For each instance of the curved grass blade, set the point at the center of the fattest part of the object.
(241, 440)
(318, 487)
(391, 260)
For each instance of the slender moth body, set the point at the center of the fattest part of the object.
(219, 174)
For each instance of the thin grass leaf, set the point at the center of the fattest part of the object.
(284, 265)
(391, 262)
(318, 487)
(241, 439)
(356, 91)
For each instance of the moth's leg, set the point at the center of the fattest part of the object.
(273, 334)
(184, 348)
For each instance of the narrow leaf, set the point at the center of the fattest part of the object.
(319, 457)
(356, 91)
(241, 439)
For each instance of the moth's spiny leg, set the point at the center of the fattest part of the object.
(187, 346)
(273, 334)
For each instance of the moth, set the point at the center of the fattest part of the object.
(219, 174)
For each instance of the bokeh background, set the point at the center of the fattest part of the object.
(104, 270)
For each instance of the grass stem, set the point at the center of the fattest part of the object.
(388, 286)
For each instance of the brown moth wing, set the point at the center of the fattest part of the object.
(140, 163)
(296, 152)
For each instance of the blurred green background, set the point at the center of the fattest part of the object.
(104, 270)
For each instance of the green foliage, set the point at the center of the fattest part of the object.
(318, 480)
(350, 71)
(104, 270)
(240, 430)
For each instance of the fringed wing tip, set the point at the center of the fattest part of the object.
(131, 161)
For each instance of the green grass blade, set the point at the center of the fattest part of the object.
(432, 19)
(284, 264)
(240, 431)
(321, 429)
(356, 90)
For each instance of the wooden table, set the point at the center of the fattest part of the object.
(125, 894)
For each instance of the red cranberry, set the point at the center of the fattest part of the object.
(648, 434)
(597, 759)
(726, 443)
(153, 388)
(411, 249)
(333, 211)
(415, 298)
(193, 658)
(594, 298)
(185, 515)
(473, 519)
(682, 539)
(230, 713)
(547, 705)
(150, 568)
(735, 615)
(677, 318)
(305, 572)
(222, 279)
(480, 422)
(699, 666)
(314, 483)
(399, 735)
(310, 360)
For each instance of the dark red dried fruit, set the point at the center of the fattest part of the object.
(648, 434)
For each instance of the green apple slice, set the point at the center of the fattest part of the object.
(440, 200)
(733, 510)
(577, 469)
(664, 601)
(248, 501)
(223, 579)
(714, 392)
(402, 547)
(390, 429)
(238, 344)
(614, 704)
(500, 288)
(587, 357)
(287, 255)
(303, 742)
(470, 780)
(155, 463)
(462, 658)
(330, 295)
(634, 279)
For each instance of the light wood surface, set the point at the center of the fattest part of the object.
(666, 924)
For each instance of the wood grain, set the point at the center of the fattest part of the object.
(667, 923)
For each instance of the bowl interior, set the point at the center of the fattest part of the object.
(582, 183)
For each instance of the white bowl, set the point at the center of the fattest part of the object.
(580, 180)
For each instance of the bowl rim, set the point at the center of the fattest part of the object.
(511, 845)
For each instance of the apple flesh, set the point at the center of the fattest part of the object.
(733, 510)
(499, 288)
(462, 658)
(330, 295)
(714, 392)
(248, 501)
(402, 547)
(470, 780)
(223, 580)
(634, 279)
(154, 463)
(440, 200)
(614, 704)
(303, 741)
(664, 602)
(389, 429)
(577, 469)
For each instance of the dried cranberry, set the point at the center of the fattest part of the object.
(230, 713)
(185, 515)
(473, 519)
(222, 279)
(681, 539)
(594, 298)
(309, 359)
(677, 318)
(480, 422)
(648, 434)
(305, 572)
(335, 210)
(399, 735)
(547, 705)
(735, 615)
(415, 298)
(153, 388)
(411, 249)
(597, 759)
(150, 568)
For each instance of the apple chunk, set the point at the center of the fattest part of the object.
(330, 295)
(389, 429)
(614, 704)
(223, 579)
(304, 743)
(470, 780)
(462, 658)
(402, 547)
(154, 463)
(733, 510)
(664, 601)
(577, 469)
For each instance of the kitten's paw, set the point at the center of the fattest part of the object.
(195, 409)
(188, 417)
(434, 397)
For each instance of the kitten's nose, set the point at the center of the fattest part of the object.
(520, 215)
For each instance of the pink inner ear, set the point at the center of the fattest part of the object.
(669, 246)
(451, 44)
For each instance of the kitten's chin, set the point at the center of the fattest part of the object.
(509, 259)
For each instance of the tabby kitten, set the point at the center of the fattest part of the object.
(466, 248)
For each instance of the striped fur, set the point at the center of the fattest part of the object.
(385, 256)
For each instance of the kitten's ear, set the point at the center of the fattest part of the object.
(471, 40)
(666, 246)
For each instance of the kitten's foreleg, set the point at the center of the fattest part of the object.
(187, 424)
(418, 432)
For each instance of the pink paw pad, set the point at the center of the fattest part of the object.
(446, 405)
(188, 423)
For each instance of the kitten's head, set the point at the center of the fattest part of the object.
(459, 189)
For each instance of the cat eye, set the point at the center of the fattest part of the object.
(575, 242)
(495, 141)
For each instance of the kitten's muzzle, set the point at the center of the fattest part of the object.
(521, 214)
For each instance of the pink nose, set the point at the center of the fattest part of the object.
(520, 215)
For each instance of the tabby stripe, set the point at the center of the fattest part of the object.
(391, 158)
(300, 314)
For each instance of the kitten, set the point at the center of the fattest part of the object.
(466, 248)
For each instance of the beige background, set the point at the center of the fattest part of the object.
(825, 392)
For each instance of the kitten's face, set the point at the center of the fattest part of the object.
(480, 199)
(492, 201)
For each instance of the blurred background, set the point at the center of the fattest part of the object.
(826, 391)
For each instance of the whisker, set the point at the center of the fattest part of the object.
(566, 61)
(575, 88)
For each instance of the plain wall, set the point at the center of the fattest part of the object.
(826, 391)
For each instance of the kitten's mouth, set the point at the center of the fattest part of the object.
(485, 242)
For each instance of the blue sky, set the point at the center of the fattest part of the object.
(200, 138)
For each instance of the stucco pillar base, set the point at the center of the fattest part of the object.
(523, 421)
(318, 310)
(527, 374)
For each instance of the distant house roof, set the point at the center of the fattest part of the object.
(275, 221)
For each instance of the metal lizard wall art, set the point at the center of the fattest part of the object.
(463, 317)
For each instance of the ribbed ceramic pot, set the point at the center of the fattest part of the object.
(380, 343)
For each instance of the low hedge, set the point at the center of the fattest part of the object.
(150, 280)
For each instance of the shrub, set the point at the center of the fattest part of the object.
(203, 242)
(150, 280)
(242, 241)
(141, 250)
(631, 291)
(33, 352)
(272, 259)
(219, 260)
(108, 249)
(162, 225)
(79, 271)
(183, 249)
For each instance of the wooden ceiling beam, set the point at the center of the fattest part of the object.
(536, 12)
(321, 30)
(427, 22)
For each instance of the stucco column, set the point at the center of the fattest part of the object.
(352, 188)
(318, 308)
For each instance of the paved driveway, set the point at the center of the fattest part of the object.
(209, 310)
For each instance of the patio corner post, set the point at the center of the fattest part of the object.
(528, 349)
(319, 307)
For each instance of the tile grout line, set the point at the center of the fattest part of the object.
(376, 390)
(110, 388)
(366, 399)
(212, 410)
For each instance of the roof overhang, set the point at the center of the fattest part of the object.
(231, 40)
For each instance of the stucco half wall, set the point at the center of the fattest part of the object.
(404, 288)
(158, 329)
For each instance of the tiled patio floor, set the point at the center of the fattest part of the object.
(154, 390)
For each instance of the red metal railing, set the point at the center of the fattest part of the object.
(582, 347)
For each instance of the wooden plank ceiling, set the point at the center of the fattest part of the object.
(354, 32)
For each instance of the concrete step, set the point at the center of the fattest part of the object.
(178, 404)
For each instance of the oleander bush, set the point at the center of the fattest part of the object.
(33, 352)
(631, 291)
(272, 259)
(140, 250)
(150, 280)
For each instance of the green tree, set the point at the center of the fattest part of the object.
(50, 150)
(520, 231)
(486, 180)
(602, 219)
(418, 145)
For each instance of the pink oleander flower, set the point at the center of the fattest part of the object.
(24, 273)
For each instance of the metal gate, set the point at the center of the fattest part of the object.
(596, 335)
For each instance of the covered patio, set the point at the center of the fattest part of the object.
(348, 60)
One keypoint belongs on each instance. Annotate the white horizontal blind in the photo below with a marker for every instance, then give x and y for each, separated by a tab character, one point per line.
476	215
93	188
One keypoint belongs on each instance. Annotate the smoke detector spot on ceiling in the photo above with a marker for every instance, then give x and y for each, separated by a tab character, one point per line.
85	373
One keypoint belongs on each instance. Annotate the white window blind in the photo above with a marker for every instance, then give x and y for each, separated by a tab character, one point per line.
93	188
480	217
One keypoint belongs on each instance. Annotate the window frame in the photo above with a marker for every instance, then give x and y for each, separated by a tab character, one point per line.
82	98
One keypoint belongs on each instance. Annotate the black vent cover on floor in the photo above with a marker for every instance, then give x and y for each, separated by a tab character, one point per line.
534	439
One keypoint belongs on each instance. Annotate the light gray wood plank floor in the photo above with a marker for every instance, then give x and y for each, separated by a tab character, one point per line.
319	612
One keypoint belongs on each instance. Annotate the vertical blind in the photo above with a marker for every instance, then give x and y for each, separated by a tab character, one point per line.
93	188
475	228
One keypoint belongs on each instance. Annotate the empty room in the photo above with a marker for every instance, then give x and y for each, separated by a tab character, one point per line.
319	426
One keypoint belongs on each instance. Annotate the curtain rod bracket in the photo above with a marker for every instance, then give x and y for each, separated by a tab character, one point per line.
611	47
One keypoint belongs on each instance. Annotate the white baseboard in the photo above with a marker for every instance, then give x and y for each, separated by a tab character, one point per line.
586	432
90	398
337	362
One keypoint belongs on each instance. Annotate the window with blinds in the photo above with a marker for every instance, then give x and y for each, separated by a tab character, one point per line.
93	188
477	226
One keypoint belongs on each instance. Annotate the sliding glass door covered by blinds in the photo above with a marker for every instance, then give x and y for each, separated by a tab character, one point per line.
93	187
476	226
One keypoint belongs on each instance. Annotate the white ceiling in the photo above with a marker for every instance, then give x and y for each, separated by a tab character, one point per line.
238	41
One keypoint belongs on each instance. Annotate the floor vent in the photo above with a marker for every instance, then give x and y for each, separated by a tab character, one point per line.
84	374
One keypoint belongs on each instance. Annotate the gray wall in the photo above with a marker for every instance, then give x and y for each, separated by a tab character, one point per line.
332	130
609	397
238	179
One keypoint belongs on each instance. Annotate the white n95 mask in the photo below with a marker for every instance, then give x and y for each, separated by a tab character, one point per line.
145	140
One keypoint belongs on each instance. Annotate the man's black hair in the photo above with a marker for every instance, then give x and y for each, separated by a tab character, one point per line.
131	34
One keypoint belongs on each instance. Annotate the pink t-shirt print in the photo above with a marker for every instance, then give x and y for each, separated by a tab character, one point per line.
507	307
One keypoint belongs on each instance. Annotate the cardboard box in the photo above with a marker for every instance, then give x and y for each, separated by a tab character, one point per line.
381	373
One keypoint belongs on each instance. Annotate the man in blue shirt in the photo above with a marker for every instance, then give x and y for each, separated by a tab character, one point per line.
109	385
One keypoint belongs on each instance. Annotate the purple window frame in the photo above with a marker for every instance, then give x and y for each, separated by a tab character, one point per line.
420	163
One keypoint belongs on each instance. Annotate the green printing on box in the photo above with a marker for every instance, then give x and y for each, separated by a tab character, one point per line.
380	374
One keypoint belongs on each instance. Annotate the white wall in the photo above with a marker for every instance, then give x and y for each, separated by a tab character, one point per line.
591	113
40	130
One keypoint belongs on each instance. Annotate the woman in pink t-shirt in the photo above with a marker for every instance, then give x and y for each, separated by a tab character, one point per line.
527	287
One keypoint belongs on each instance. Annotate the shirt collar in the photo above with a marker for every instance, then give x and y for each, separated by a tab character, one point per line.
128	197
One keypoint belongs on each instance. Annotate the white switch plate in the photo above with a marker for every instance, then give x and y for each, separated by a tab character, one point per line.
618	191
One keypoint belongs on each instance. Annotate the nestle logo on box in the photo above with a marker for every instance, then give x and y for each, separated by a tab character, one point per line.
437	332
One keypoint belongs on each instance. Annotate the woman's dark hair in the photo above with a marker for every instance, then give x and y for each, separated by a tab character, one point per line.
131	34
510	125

### Job
The lines to reproduce run from the one that contains "One keypoint belongs on each instance. Annotate the man in" through the last line above; copy them exactly.

### Result of the exercise
One keypoint belongs on each instance. Annotate the man in blue shirt in the photo above with a marker for every instance, then give x and y for each, separated by a tab character, one point per line.
109	385
One keypoint belongs on each instance. Annotate the purple window frame in the photo above with a marker for every instance, then give x and y for each, separated by a tab character, one point per line.
420	163
One keypoint belongs on each instance. Annotate the green printing on box in the photo above with a marker for every instance, then give x and y for each, separated by a tab character, one point per line.
380	374
One keypoint belongs on each instance. Annotate the white wall in the photo above with a marker for every instance, then give x and y for each, separated by a tab character, one point per line.
591	113
40	130
One keypoint belongs on each instance. Annotate the woman in pink t-shirt in the photo above with a marker for every instance, then give x and y for each, separated by a tab character, one point per line.
527	287
One keypoint belongs on each instance. Annotate the shirt collar in the photo above with a marker for every instance, then give x and y for each, separated by a tab character, one point per line.
128	197
One keypoint belongs on each instance. Annotate the white switch plate in the photo above with a marker for every instance, then give x and y for each, separated by a tab character, one point per line.
618	191
One keypoint belongs on each instance. Annotate the nestle logo on box in the photo above with a marker for every instance, then give x and y for each, separated by a tab character, one point per line.
437	332
One keypoint belongs on each instance. Annotate the woman's dark hair in the photo above with a marker for every instance, then give x and y for each, separated by a tab character, one point per line.
131	34
510	125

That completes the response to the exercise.